-- Opening Marker --
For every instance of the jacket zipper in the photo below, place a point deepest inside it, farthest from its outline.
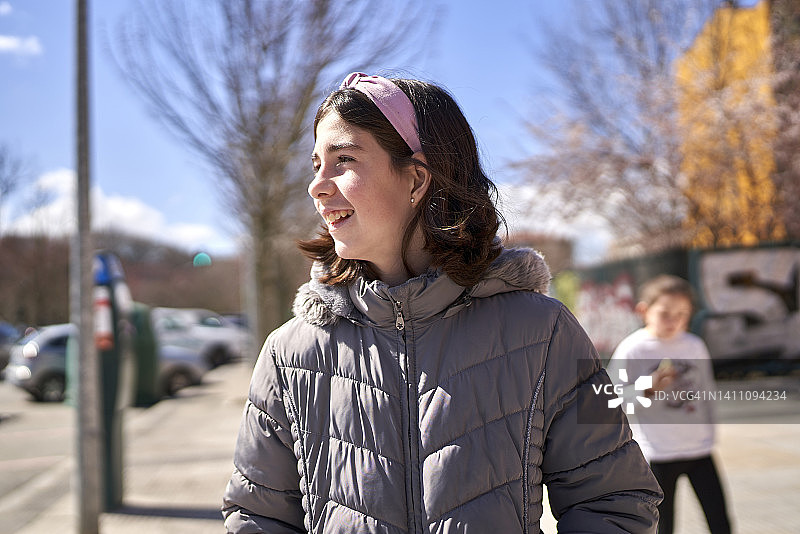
(399, 322)
(400, 325)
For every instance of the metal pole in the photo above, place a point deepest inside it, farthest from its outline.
(89, 454)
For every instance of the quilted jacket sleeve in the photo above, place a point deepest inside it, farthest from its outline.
(263, 494)
(596, 477)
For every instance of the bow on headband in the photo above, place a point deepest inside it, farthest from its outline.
(393, 103)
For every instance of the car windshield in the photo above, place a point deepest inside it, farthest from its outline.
(31, 335)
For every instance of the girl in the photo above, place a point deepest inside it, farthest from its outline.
(426, 384)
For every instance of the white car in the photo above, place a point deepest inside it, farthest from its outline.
(218, 339)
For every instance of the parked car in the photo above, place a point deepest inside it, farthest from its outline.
(179, 367)
(38, 364)
(8, 335)
(218, 339)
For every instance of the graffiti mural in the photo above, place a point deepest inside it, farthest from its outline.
(606, 311)
(750, 302)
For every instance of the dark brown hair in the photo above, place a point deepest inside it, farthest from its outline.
(457, 214)
(666, 284)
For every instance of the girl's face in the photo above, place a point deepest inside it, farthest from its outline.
(365, 203)
(668, 316)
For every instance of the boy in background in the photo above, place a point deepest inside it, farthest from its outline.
(675, 430)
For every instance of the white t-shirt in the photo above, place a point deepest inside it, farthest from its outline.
(679, 424)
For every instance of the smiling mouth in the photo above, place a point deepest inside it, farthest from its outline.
(337, 216)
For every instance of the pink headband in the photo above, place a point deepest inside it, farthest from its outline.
(393, 103)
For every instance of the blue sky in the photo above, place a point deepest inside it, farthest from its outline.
(148, 183)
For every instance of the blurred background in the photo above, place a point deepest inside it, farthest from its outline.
(627, 137)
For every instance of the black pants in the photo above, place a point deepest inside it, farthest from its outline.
(704, 480)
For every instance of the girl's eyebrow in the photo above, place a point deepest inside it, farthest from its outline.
(335, 147)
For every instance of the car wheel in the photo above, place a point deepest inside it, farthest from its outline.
(51, 389)
(177, 381)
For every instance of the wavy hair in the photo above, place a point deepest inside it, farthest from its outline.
(457, 214)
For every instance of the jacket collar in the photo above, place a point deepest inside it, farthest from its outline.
(373, 302)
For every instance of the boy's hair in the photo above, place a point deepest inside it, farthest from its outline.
(666, 284)
(457, 214)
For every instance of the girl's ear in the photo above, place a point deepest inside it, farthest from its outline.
(422, 178)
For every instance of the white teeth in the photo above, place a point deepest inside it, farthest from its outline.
(334, 216)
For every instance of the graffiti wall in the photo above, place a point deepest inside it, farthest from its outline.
(605, 310)
(750, 302)
(748, 299)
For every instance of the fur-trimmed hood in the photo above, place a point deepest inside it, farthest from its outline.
(433, 292)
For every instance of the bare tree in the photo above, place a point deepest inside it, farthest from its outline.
(614, 135)
(13, 171)
(237, 81)
(785, 22)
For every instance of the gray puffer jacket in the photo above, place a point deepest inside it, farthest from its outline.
(430, 407)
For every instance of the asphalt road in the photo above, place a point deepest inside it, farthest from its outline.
(36, 446)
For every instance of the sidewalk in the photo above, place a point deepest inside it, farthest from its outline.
(178, 458)
(179, 452)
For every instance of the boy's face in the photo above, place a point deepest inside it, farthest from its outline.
(668, 316)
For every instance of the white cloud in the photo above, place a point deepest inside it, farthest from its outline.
(21, 46)
(56, 216)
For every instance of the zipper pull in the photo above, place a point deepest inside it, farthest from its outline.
(399, 323)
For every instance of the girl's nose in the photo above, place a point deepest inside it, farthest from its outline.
(321, 186)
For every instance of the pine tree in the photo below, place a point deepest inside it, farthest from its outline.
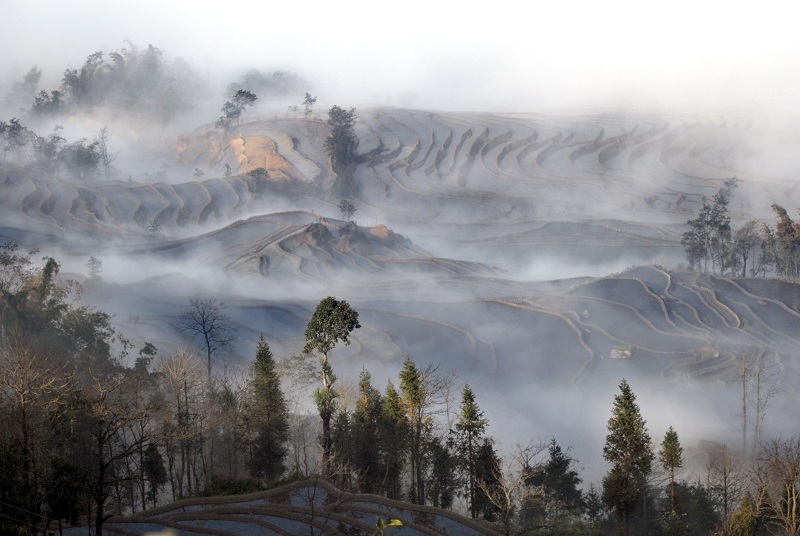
(469, 435)
(671, 456)
(332, 321)
(561, 497)
(366, 427)
(412, 388)
(268, 416)
(394, 440)
(488, 474)
(630, 454)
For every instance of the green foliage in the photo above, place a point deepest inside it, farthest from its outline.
(220, 485)
(347, 209)
(414, 399)
(332, 321)
(560, 499)
(154, 471)
(442, 481)
(233, 108)
(488, 473)
(138, 81)
(308, 104)
(81, 159)
(671, 456)
(380, 524)
(709, 235)
(630, 454)
(468, 436)
(394, 430)
(340, 145)
(268, 416)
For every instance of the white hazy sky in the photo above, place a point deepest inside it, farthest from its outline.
(493, 55)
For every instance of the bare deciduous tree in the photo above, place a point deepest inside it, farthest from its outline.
(510, 489)
(726, 480)
(206, 319)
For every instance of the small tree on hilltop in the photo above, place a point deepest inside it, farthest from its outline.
(308, 104)
(341, 143)
(347, 209)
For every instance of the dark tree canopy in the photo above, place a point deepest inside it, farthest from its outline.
(268, 416)
(629, 451)
(332, 321)
(341, 143)
(233, 108)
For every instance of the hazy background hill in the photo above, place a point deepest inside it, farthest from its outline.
(538, 256)
(499, 232)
-- Closing Marker --
▸ WHAT YOU WILL DO: Retype the listing verbatim, minus every image.

▸ RESULT OF THE TASK:
For every instance of the jacket zipper in the photo below, place a point deepest inside it, farthest from its outline.
(399, 322)
(400, 325)
For every instance of the metal pole in the photo above, place a point deepest inside it, farthest from its outline.
(89, 454)
For every instance of the quilted jacket sleeve in the photo above, place a point deepest inside it, farthest from its outline.
(263, 494)
(596, 477)
For every instance of the bow on headband in the photo above, place a point deepest inside it, farthest from its outline.
(393, 103)
For every instance of the car windshield in the photo above, place a point deepest inside it, farthest from its outline.
(31, 335)
For every instance of the girl in the photo above, place a point deepest inside it, farthest from its outline.
(426, 384)
For every instance of the white car in the photo above, place a point deepest inside it, farthest from its outline.
(218, 339)
For every instance of the parked car in the photo above, place a point deepest inside it, farthest from its outline.
(179, 367)
(38, 364)
(8, 335)
(218, 339)
For every instance of the graffiti mural in the photo above, place a point deepest inside it, farthest from its outline.
(606, 311)
(750, 302)
For every instance of the dark brown hair in the photo above, place a point deepest inside it, farthest from its outline.
(457, 214)
(666, 284)
For every instance of the girl's face in the photo above, place a point deepest inside it, farthest from its outline.
(365, 203)
(668, 316)
For every instance of the boy in background in the photo above, place a point deepest inside it, farthest from its outline.
(675, 430)
For every instance of the white t-shirt in the photo above, place a point deepest inside it, farthest from its outline.
(679, 424)
For every instance of the smiling mouth in the photo above, place a point deepest inside it, farthest from its outline.
(337, 216)
For every instance of the pink headband in the photo above, place a point deepest inside it, farthest from its outline.
(393, 103)
For every instance of the blue sky in the photo above, place a point deepest inside it, farthest from its outline.
(148, 183)
For every instance of the blurred background in the photo above, place a point deepest inside it, farthest from its outline.
(627, 137)
For every instance of the black pants in the photo above, place a point deepest inside it, farthest from its outline.
(704, 480)
For every instance of the girl's eyebrow in the photo above, place a point deepest inside it, farthest from its outline.
(335, 147)
For every instance of the car wheel in the photo above, place a point deepest inside it, farthest from its outline.
(51, 389)
(177, 381)
For every instance of the wavy hair in the photo above, place a point deepest inside it, farthest from its outline.
(457, 214)
For every instance of the jacket collar in the photo above, place a point deepest inside it, farthest from its outline.
(373, 302)
For every instance of the boy's hair in the photo above, place a point deepest inside it, farthest from its outline.
(666, 284)
(457, 214)
For every instance of the girl's ear in the photo above, place a point deepest inside it, farthest from its outline.
(422, 178)
For every instance of the white teeth in the photo above, place a point deepest inside it, farthest from its outline.
(334, 216)
For every instance of the graffiti wall in the photo above, place a point deepest inside it, farthest from its outline.
(605, 310)
(750, 302)
(748, 299)
For every instance of the fur-trimmed hood in the photo above, place a point deepest inside it, farthest from its outline.
(433, 292)
For every instance of the bare tree in the photo above, place a point deepest inside it, farthest from its outline.
(614, 135)
(13, 171)
(237, 81)
(785, 22)
For every instance of the gray puffer jacket in the photo above, place a point deepest inside it, farthest from its outline.
(430, 407)
For every instance of the asphalt road in the photo above, place a point deepest inside it, farthest from its outline.
(36, 446)
For every instance of the sidewalk in the photo above, place a point deepest inside it, farthest from its outline.
(178, 458)
(179, 452)
For every instance of the boy's face in the photo above, place a point deepest inside it, farthest from its outline.
(668, 316)
For every instance of the white cloud in the photo above, place a point deepest inside it, farthest from its outline.
(21, 46)
(56, 216)
For every instance of the zipper pull in the photo above, place a point deepest inside it, farthest from its outline.
(399, 323)
For every instance of the girl's nose in the photo above, place a point deepest inside it, farthest from its outline.
(321, 186)
For every instance of the pine tree in the photo below, place a point deepest inside it, farthest from its outline.
(469, 435)
(671, 456)
(332, 321)
(561, 497)
(366, 427)
(412, 388)
(268, 416)
(394, 440)
(488, 474)
(630, 454)
For every instance of the green foliage in the photo above, place a point deepest inside it, farthest from its outline.
(220, 485)
(347, 209)
(414, 399)
(332, 321)
(560, 499)
(154, 471)
(442, 481)
(233, 108)
(488, 473)
(138, 81)
(308, 104)
(81, 159)
(671, 456)
(380, 524)
(709, 235)
(630, 454)
(468, 436)
(394, 430)
(340, 145)
(268, 416)
For every instance of the white hazy sky in the photo above, place a point deepest inside it, farthest from its outline.
(493, 55)
For every instance of the bare deciduous tree in the photo above, place a point deepest inside it, farthest from its outline.
(510, 489)
(726, 480)
(206, 319)
For every instance of the small tree on hilltop in the photo above, place a point deepest inside it, farthest from its outline.
(308, 104)
(341, 143)
(347, 209)
For every instance of the dark tree canopy in the photo above, place a point deepest inside it, farthest from its outline.
(268, 416)
(629, 451)
(332, 321)
(341, 143)
(233, 108)
For every instance of the hazy background hill in the photo above, place a point deepest inside it, farthest from its outline.
(538, 256)
(499, 232)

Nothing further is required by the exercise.